- **LISTA DE TAREFAS**
- 1) Diga se cada afirmação abaixo concorda com o texto sobre o tempo, respondendo sim ou não e citando literalmente as palavras do texto que decidem a questão: (a) os leitores raramente pedem ao autor que escreva sobre o tempo; (b) a ciência oferece uma definição concreta do tempo; (c) a ciência dá uma resposta de ordem teológica sobre o tempo.
- 2) Segundo o texto sobre o tempo, com qual preocupação da humanidade o tempo está intimamente ligado?

Sementes brotam, flores desabrocham e caem pelo chão

Volta e meia leitores me escrevem pedindo que aborde determinados tópicos. Dentre eles, o tempo é, sem a menor dúvida, um dos mais populares.
Que o significado do tempo -filosófico, científico, existencial- exerça um fascínio não é muito surpreendente. Afinal, o tempo está intimamente ligado com a preocupação mais profunda e inquietante da humanidade, a nossa mortalidade.
A consciência que temos de que nosso tempo de vida é finito está por trás de muitos dos anseios que nos afligem. Não é à toa que muitas religiões tentam, de alguma forma, driblar a morte, propondo existências alternativas, seja no paraíso (ou inferno), seja por meio da imortalidade da alma, que reencarna ciclicamente, ou mesmo por meio da aceitação da morte como uma conseqüência inevitável da vida, algo que deveríamos abraçar e não lutar contra.
Apesar de a ciência não oferecer uma resposta de ordem existencial ou teológica, ao menos oferece uma definição concreta do que seja o tempo. A escolha do que fazer com ela, claro, pertence ao indivíduo, embora eu espere que alternativas sobrenaturais não sejam levadas muito a sério.

- **DADOS APRESENTADOS**
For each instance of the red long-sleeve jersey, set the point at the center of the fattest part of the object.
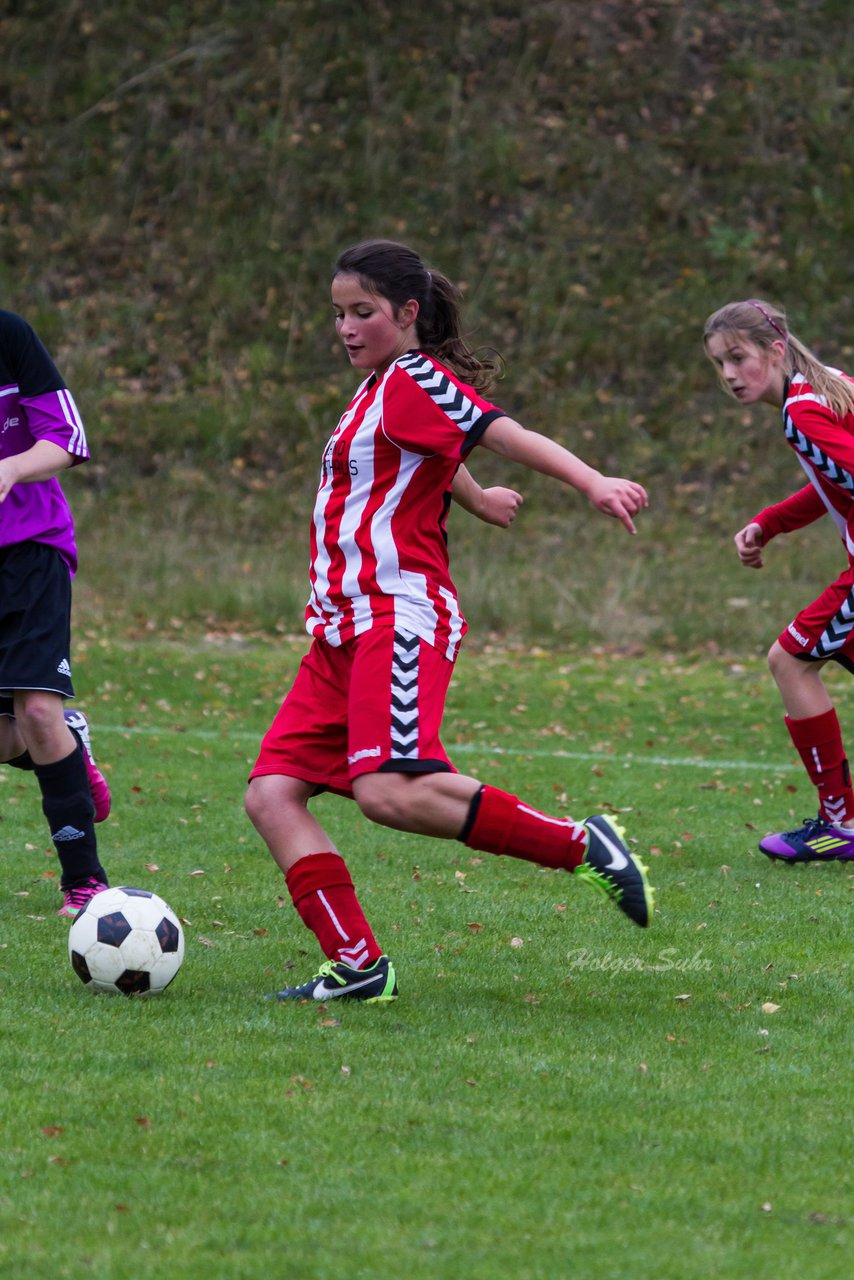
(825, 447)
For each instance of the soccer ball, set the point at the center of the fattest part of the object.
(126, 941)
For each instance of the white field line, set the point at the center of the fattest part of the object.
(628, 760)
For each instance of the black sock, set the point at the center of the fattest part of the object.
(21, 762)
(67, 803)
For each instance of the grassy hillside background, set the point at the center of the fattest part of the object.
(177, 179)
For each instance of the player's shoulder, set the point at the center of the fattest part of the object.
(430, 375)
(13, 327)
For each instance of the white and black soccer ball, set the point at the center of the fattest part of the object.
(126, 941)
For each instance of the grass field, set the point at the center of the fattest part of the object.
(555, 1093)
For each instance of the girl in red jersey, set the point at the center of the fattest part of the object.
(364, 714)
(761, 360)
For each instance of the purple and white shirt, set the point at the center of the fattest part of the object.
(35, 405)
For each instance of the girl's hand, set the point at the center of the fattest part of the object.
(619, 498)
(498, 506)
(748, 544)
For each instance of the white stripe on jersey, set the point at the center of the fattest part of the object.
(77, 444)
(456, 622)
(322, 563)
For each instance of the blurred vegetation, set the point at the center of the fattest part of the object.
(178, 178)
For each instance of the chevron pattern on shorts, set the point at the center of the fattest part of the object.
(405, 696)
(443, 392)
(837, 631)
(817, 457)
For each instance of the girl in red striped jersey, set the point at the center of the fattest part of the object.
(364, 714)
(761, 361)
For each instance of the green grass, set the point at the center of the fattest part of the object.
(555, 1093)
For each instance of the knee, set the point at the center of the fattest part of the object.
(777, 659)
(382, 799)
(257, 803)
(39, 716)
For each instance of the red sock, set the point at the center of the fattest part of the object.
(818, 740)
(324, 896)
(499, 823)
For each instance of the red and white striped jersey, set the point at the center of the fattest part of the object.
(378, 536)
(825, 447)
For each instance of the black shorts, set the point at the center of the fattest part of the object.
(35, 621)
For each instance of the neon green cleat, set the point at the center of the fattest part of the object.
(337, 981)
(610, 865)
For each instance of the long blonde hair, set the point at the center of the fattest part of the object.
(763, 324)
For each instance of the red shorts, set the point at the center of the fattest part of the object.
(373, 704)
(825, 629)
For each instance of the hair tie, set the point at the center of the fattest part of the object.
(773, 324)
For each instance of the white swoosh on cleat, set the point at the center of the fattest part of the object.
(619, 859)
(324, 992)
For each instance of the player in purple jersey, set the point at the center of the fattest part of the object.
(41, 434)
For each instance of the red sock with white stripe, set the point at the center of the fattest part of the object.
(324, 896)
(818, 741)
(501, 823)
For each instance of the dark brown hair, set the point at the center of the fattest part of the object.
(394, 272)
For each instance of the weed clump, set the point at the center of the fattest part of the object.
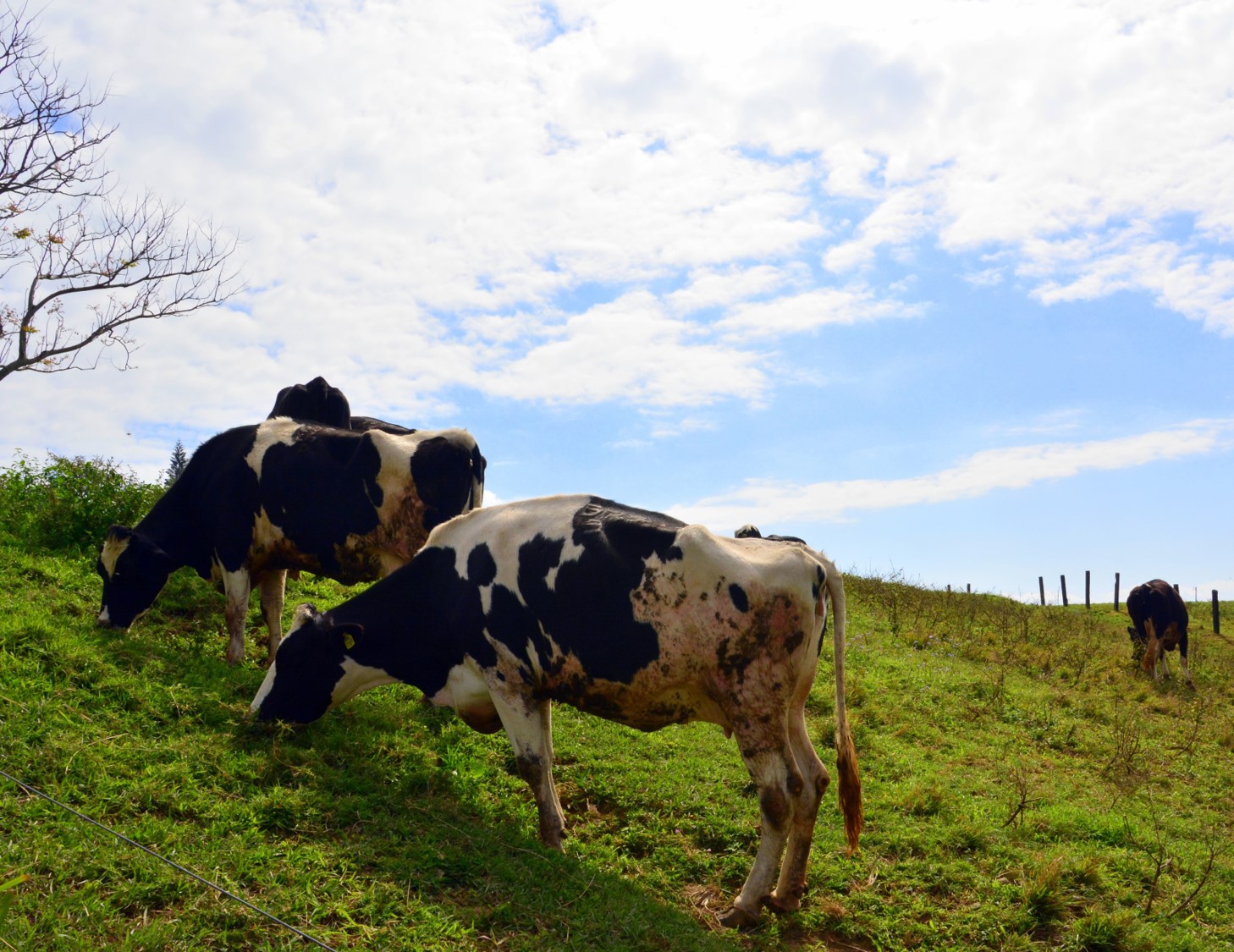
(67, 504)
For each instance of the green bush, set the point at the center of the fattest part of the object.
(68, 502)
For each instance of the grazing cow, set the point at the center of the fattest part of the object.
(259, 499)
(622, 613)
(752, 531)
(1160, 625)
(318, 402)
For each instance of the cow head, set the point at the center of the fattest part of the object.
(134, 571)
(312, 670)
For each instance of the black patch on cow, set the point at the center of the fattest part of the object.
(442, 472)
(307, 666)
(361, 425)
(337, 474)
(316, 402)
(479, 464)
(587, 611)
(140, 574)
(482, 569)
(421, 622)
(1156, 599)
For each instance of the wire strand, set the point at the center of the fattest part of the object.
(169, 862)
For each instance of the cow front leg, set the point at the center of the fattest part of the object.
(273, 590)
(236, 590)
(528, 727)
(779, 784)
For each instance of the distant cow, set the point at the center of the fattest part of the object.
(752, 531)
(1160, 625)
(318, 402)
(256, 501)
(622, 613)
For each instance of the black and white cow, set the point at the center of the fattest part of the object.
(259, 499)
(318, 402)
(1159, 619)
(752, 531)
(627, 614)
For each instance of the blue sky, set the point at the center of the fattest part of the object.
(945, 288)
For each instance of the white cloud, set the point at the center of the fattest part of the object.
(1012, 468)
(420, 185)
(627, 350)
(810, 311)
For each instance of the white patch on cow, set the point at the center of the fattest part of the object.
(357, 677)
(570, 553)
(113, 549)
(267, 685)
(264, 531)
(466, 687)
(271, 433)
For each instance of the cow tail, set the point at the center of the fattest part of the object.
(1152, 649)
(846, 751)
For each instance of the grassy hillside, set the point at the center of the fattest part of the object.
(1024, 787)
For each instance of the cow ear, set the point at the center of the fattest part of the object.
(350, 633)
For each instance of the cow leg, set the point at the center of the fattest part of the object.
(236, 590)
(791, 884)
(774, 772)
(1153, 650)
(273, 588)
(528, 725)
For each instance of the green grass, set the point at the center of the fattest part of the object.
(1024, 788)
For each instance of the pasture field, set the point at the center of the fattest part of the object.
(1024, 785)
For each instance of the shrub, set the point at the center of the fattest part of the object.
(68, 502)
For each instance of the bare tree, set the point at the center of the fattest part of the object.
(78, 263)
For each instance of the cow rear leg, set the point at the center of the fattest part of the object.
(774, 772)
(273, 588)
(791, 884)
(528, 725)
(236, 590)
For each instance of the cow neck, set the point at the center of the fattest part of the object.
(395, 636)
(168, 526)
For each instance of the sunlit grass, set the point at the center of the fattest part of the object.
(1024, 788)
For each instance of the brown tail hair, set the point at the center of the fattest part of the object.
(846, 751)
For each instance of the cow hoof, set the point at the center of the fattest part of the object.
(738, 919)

---

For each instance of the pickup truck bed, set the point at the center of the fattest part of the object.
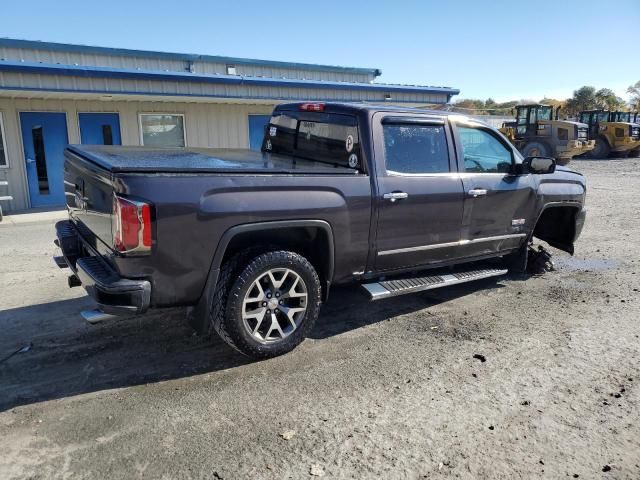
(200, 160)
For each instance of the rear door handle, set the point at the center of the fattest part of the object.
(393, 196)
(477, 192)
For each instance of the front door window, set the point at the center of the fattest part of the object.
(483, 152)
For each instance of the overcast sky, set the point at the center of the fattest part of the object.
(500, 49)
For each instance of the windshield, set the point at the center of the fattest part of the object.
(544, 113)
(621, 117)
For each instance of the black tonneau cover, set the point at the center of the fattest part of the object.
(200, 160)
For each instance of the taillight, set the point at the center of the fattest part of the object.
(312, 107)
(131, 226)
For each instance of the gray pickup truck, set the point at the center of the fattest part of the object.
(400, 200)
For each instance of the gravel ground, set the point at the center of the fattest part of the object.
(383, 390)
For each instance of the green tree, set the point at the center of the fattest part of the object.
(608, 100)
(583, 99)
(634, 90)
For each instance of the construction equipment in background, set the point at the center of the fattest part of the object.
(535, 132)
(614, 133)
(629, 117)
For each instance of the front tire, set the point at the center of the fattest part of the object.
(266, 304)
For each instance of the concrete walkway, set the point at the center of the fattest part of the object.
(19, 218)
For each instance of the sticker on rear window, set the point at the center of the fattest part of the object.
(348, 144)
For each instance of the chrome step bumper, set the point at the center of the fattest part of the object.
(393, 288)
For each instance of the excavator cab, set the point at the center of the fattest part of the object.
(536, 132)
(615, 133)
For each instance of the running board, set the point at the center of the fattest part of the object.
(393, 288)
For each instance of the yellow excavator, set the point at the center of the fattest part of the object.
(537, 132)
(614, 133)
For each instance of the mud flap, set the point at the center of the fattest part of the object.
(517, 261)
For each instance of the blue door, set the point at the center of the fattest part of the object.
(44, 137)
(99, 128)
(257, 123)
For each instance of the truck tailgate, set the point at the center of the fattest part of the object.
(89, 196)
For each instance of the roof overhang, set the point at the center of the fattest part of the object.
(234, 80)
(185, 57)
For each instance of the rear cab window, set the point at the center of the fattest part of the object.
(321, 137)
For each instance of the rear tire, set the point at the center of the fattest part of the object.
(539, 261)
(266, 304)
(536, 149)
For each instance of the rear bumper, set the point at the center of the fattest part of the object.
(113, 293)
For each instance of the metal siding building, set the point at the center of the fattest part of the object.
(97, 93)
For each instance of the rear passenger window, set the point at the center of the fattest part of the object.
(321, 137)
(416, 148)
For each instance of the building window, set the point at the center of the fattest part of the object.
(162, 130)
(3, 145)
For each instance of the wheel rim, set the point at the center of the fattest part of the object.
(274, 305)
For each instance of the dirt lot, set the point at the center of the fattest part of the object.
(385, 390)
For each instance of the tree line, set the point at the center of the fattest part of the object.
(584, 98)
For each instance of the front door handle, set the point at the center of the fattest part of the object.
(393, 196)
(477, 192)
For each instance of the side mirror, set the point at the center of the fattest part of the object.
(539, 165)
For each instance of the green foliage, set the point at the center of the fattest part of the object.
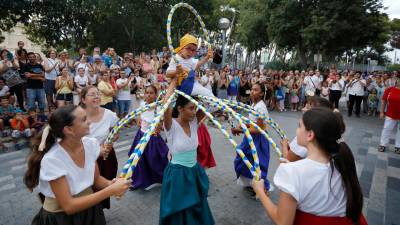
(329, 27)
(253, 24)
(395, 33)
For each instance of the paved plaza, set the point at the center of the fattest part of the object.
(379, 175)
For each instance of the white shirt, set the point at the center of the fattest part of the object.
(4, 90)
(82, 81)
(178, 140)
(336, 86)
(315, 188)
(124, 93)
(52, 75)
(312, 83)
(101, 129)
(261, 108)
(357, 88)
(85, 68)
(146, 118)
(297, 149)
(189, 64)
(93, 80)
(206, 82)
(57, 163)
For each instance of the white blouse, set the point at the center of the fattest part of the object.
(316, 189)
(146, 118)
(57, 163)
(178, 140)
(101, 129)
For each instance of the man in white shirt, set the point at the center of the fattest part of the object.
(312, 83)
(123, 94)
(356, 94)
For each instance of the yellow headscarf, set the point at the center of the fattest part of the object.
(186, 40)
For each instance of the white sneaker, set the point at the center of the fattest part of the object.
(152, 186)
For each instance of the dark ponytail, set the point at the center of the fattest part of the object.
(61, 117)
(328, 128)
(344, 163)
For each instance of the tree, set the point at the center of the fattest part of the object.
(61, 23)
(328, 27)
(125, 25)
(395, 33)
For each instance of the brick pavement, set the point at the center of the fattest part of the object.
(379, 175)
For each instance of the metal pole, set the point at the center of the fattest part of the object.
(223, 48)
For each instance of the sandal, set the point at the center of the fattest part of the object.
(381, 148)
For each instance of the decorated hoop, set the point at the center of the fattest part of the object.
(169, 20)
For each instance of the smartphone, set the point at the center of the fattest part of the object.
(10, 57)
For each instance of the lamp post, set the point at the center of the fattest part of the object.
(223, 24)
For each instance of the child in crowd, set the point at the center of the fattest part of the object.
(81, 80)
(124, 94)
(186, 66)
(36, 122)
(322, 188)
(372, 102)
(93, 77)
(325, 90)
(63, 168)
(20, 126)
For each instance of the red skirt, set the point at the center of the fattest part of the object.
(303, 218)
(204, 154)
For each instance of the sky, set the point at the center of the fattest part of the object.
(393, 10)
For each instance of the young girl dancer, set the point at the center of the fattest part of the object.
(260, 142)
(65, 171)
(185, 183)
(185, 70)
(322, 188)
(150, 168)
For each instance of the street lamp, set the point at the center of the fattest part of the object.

- **RESPOSTAS EM ORDEM**
- 1)
(a) Não: "o tempo é, sem a menor dúvida, um dos mais populares."
(b) Sim: "ao menos oferece uma definição concreta do que seja o tempo."
(c) Não: "Apesar de a ciência não oferecer uma resposta de ordem existencial ou teológica".

- 2) Com a nossa mortalidade, a preocupação mais profunda e inquietante da humanidade.